Instruction A ▸ Pull out every line of the records below that contains the word "shorts".

Supplied passage ▸
________________________________________

Post-Storm Damp Checklist: What to Check and What to Do

Post-Storm Damp Checklist

Stormy summers across the North West and North East are no longer rare. Sudden cloudbursts, high winds, and blocked drains are now a seasonal hazard, especially for homeowners in places like Manchester, Liverpool, Chester, and Newcastle, where many older buildings still rely on dated damp-proofing systems.

Whether you live in a stone-built terrace or a modern detached home, the effects of a storm can quietly creep into your walls, floors, and roof voids long after the skies have cleared.

This guide offers a complete, easy-to-follow checklist tailored for homes in the UK’s wetter northern counties. Learn what to look for, where to check, and how to fix storm-related damp before it becomes a structural or health issue.

1. Safety Before Inspection

Don’t rush outside or into lofts the moment the storm passes.

  • Avoid wet ladders or slippery roofs.
  • Wait for floodwater to recede, especially in low-lying areas around Stoke-on-Trent, Warrington, or the Mersey basin, where stormwater can linger for hours.
  • If the power tripped or if water touched electrics, cut off electricity and call an expert.

Remember: floodwater doesn’t always look dramatic. Just 3–5 cm of water in a subfloor space can put pressure on your walls and DPC line.

2. Internal Damp Checks by Room

Ceilings and Corners

Look for fresh water stains, especially along plasterboard joins.
Check for bowing or bulging ceiling paint, it could mean soaked insulation overhead.

Walls (Mid & Low Zones)

  • Mid-wall damp patches may mean water is getting through cracks or render.
  • Low-level patches might mean rising damp. Heavy rainfall can raise the ground saturation line, especially around homes in Cheshire’s clay belt or Lancashire’s lowlands.

Note: Even homes with an existing DPC can suffer if the course is bridged by debris or silt from storm runoff.

Skirting Boards & Flooring

  • Skirtings that feel soft or spongy may have absorbed stormwater.
  • Laminate flooring that curls, gaps or lifts can indicate moisture underfoot.

Timber-suspended floors (still common in older Newcastle homes) are particularly vulnerable. If they feel uneven or springy, the void underneath may be damp or mouldy.

________________________________________

Data for processing ▸

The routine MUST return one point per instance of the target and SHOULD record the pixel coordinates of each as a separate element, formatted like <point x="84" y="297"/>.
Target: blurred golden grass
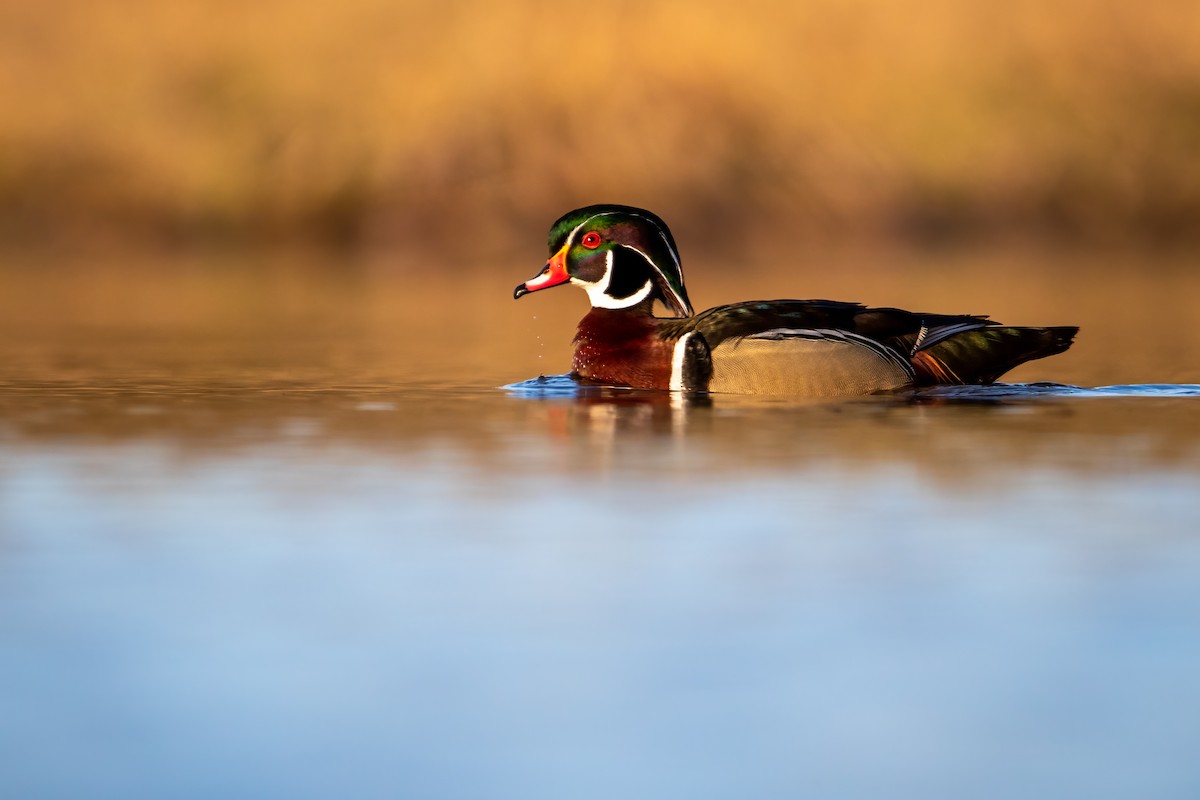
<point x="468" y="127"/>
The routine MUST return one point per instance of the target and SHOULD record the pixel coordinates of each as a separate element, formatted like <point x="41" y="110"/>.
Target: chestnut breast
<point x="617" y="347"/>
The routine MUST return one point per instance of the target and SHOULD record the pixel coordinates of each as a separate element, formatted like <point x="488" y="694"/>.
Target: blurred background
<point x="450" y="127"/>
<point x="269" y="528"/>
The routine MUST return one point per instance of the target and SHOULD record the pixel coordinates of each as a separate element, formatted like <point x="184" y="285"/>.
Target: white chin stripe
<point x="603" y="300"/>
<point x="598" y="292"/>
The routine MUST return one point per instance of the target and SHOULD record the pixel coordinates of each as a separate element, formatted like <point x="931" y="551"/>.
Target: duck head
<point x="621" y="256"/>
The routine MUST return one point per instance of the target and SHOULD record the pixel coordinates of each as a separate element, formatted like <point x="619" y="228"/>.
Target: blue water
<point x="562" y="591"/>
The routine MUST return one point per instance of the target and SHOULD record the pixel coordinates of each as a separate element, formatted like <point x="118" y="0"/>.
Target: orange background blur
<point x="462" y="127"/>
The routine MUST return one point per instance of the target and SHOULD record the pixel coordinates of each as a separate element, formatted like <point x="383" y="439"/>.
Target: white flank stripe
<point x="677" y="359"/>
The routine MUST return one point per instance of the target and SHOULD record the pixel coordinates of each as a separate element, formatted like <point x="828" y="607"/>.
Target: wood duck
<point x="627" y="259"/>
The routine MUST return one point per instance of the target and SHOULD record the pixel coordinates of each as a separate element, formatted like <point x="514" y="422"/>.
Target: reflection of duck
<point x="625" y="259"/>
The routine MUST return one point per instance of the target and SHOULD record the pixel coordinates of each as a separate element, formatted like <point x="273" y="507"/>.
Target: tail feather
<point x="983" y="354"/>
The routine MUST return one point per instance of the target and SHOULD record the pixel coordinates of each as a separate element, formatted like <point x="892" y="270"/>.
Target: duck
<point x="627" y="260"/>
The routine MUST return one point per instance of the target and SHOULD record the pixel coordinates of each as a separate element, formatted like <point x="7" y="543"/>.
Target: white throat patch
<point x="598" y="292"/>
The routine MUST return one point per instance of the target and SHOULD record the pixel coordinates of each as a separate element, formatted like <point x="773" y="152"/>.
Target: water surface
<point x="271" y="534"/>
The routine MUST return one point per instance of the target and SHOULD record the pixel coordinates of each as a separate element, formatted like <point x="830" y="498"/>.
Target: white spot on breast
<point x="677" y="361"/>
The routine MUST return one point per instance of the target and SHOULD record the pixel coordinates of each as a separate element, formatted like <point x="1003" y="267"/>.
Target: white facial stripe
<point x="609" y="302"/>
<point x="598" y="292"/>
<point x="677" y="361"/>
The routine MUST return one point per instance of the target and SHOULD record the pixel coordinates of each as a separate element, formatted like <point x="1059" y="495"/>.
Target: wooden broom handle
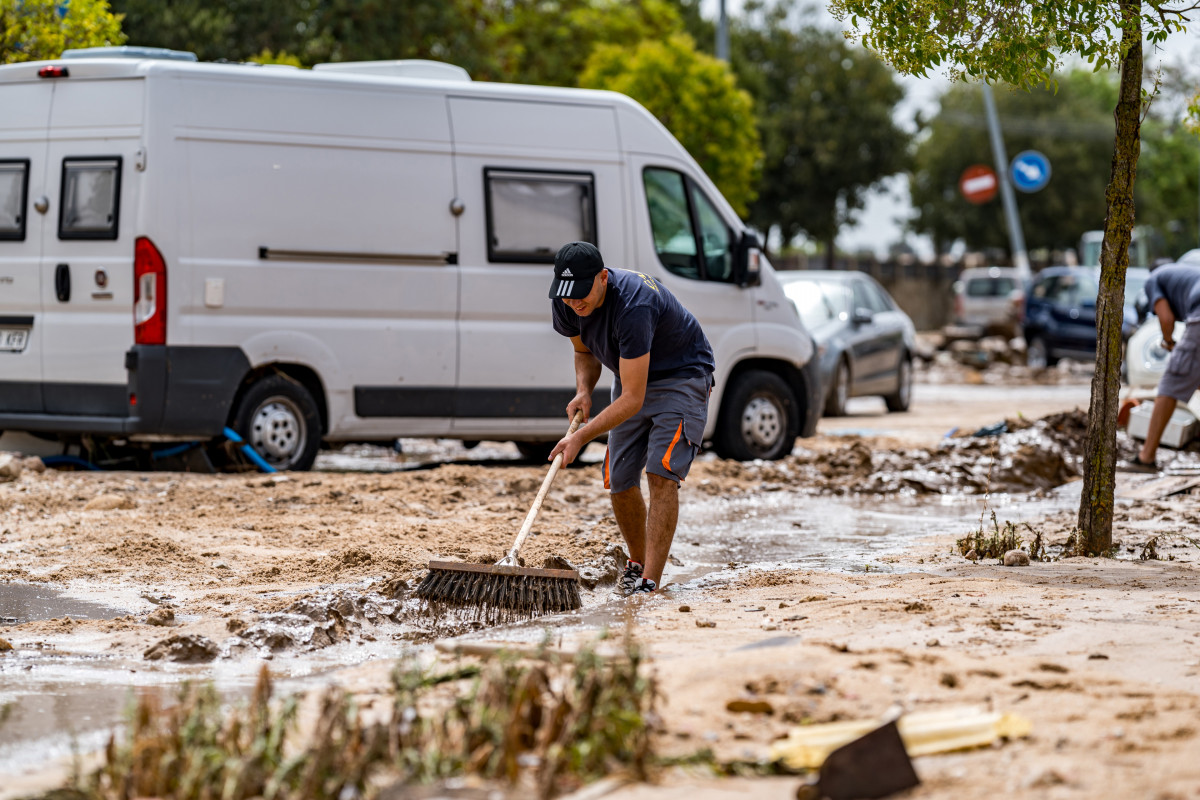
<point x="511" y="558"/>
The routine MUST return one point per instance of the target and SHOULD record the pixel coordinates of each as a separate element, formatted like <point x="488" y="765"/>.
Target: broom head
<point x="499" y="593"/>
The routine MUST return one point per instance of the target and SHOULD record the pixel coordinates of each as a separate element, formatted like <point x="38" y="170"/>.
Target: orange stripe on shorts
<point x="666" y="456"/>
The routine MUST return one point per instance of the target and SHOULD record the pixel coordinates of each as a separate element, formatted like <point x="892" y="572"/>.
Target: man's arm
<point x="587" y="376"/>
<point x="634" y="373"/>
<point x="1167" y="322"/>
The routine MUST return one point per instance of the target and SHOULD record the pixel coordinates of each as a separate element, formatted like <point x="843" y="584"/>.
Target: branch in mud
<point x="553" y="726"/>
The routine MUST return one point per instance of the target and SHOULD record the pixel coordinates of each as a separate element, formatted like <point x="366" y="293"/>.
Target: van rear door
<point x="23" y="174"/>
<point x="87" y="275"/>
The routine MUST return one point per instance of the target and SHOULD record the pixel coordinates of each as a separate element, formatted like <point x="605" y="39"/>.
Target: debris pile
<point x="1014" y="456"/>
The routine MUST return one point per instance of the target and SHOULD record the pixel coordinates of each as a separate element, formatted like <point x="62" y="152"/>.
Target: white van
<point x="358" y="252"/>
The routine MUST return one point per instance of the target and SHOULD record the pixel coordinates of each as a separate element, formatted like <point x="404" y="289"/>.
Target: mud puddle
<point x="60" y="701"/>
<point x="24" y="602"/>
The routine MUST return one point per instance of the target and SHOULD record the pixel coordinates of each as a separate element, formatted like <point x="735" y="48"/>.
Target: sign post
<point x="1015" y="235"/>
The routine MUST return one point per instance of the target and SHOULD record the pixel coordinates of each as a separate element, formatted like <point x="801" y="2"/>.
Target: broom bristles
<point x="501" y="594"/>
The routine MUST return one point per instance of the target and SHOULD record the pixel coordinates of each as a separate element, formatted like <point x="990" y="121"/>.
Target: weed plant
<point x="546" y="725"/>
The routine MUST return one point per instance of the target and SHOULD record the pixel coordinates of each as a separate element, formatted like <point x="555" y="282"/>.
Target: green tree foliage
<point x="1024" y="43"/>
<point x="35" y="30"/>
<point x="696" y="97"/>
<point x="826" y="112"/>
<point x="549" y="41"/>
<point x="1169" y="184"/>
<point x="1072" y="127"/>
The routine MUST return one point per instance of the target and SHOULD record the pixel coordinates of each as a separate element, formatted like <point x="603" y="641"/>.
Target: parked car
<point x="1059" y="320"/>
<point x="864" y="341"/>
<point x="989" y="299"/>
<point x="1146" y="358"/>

________________________________________

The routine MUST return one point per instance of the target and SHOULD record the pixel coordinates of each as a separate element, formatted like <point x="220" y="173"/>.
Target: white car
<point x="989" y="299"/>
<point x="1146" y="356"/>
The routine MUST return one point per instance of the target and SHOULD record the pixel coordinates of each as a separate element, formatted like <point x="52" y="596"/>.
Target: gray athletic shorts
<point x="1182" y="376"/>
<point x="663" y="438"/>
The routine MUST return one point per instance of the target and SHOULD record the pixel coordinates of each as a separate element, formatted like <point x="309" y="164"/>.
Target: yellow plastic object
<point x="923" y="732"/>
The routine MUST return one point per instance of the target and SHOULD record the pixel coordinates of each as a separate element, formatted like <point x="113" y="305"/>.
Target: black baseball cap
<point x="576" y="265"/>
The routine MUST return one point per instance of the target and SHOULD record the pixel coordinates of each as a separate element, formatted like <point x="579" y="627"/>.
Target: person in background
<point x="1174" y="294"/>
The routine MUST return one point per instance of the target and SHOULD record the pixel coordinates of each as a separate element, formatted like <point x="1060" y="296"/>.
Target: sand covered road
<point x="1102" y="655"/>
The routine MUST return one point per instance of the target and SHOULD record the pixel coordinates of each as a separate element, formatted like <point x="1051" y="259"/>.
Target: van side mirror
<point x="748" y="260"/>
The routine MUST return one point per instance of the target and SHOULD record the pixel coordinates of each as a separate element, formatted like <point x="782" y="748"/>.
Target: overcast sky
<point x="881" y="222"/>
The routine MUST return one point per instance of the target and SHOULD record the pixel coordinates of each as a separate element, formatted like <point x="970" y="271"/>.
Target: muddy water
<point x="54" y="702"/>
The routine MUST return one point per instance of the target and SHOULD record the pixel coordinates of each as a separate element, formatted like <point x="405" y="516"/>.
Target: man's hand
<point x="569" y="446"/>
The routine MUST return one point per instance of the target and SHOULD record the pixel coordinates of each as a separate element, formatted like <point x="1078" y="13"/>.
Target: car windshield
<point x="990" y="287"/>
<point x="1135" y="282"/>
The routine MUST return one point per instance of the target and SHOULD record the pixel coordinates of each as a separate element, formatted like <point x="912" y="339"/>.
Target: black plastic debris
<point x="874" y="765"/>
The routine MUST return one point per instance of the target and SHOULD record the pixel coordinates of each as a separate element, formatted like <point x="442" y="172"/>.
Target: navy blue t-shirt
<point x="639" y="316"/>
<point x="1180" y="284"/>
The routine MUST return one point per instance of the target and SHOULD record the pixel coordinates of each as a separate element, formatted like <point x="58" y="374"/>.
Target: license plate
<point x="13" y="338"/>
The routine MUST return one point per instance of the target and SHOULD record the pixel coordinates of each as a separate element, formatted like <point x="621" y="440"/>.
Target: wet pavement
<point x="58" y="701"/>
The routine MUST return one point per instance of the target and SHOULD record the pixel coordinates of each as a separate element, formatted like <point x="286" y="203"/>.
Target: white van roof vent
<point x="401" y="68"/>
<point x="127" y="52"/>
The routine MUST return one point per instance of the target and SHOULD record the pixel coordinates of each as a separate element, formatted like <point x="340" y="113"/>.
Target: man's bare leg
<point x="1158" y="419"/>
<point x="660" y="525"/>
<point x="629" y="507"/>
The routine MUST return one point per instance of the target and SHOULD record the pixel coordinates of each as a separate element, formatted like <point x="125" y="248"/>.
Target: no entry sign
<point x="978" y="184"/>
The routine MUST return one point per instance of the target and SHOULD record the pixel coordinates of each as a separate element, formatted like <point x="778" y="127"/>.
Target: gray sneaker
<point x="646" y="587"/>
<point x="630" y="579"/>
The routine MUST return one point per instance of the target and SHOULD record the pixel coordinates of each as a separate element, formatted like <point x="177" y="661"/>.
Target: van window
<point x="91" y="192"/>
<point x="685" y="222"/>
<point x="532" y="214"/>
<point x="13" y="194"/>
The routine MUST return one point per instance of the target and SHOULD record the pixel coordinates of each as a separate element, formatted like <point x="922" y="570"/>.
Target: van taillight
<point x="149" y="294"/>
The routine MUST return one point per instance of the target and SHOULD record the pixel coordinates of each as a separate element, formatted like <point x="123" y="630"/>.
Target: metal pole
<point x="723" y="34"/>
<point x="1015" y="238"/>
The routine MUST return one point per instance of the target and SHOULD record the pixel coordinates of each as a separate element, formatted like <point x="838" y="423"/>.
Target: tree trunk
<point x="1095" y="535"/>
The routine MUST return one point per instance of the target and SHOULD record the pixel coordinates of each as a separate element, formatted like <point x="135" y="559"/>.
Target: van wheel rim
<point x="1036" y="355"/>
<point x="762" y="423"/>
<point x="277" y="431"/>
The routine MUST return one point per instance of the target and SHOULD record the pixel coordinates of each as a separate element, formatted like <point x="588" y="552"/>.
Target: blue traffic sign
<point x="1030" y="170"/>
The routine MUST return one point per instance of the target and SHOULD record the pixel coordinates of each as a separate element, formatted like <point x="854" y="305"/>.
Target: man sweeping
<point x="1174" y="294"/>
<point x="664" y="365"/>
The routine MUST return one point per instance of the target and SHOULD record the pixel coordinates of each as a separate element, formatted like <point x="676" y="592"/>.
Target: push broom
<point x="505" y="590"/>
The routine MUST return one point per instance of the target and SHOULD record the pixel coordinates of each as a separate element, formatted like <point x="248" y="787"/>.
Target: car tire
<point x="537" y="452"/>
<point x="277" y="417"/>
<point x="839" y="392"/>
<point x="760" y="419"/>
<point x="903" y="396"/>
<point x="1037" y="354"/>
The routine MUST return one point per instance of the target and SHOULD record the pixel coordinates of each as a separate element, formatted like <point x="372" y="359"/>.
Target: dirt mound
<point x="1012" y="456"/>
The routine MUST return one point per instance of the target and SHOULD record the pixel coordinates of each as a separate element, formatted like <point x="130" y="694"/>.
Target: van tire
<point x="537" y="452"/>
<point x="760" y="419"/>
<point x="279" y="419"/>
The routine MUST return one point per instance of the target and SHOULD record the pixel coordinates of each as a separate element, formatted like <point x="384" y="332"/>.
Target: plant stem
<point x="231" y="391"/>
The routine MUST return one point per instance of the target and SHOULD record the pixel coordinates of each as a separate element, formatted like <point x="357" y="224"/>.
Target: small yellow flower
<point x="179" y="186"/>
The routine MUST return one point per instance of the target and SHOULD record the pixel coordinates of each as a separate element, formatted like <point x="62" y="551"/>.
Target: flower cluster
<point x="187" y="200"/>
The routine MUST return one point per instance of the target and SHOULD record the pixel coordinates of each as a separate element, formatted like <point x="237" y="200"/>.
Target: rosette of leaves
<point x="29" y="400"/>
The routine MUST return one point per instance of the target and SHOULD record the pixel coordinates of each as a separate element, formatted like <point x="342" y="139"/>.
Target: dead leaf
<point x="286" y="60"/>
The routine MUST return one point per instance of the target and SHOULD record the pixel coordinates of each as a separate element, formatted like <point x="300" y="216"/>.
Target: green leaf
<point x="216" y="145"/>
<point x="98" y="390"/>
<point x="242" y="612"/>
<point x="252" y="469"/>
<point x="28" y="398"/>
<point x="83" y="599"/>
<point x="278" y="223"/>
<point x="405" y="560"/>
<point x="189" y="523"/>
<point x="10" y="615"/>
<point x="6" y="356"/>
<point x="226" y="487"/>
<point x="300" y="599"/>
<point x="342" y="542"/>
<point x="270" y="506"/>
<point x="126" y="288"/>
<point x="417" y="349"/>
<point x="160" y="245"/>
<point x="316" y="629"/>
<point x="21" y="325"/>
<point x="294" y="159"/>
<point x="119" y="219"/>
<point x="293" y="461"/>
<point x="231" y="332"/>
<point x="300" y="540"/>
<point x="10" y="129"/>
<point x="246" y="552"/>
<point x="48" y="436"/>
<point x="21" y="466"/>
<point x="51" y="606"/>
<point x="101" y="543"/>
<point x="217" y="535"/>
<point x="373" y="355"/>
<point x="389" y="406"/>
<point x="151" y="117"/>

________________________________________

Instruction B ▸ Retype the post-storm damp checklist from "Ceilings and Corners" up to and including "from storm runoff.".

Task output A ▸
Target: orange stripe on shorts
Target: gray athletic shorts

Task output B ▸
Ceilings and Corners

Look for fresh water stains, especially along plasterboard joins.
Check for bowing or bulging ceiling paint, it could mean soaked insulation overhead.

Walls (Mid & Low Zones)

  • Mid-wall damp patches may mean water is getting through cracks or render.
  • Low-level patches might mean rising damp. Heavy rainfall can raise the ground saturation line, especially around homes in Cheshire’s clay belt or Lancashire’s lowlands.

Note: Even homes with an existing DPC can suffer if the course is bridged by debris or silt from storm runoff.